PM (regardless of what you think of him) - £164k.

 

As a purchaser of legal services, we’ve been debating this. It’s a difficult issue to Solve but we aren’t going to put up with ever increasing charge out rates, particularly at the lower end.  

It's not even a market rate set by supply and demand.

I'm several years PQE but it's call criminal law and regulatory with a bit of random shit thrown in for good measure.

I would happily retrain into whatever boring area of law they practise for £150k.

I might even e mail them and ask the question.  

In all fairness it's the US model of a 9-5 job.  As in you start at 9am on Monday and finish at 5pm on Friday.

Working late into the night / early hours of the morning is fairly regular as is working on Saturday.  

It's the sort of thing you do for 5 years and either make partner or crash out into the shires for a steady job but way less money.  

 

I’ve never understood the actual salaries in law. You read of this and RoF is full of quarter lions and dub tuns but on another thread Donny (who knows what he’s talking about) said that hardly any lawyers are paid these sums. 
 

So you get to £150k in a few years and where does it go from there? Are people “career associates”? Does they pay go up? 

Highlights how ridiculously uncompetitive MC salaries are. As a senior associate at an MC firm, my base last year was £140k. The bonuses are also very underwhelming (regardless of how well the firm does).

Once you get made up to senior associate, you go off the associate pay lockstep and get an individual pay rise each year (mine went up by about 4% this year). Whether you can be a career SA or not probably depends on the team. If they like you enough to keep you around but don't like you enough to make you a partner, counsel is generally way of getting out of the "up or out" conveyer belt. 

how ridiculously uncompetitive MC salaries are.

They're not really uncompetitive though are they. The yank high payers cream off the best talent / ones who are willing to not have a life but there are only so many of those jobs. MC salaries are excellent in comparison to all other law firms / most other walks of life.

* * *

*Direction a*. Count the lines of the records that contain the string "chef".
The records that come next are unrelated to the text above.

[Object position labeling entries]

* * *

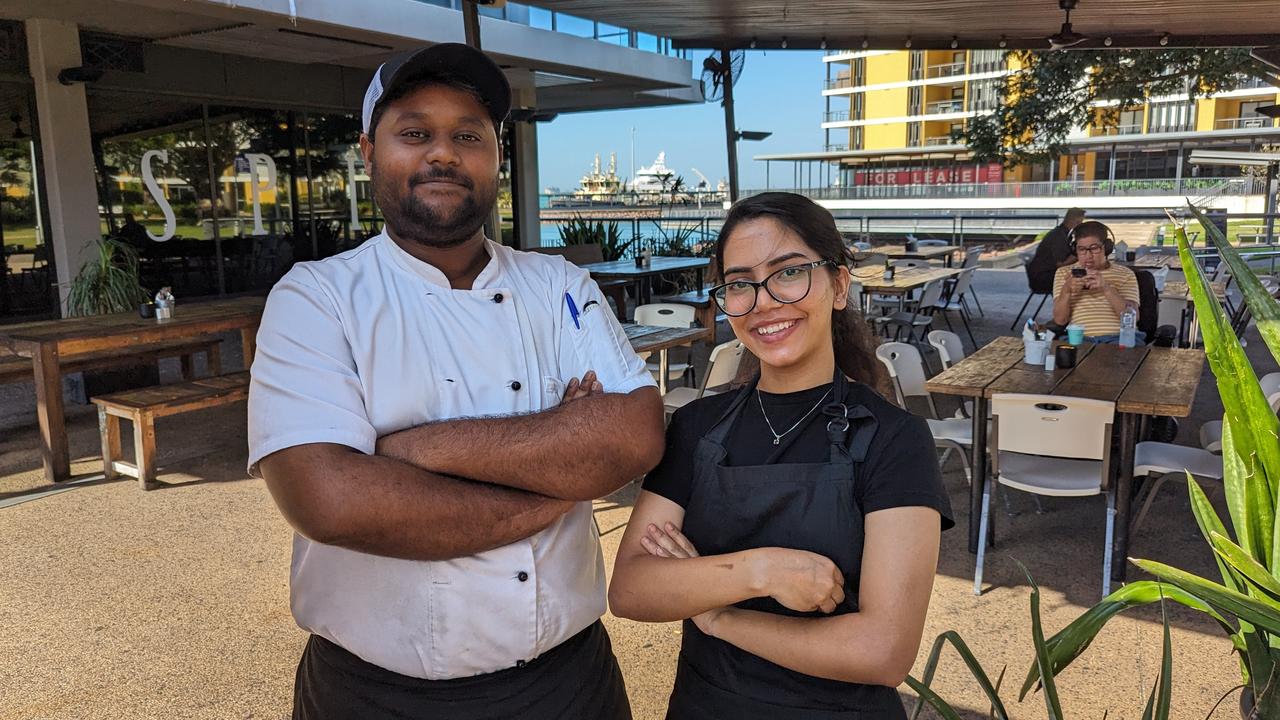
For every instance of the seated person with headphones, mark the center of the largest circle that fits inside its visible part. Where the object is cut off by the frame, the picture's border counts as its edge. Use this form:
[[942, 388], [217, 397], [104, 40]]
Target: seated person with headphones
[[1095, 292]]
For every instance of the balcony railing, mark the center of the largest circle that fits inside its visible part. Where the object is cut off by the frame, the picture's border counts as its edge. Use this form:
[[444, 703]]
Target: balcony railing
[[1239, 123], [1179, 127], [1197, 187], [841, 82], [1128, 128], [945, 106], [1249, 82], [946, 69]]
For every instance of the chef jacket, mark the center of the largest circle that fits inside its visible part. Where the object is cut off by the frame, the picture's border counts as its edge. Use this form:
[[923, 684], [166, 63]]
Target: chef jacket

* * *

*Direction b*.
Answer these questions from the salary discussion:
(i) What salary is given for the PM?
(ii) What was the senior associate's base pay last year at an MC firm?
(iii) By about what percentage did that senior associate's pay rise this year?

*Written reply a*. 2

*Written reply b*.
(i) £164k
(ii) £140k
(iii) About 4%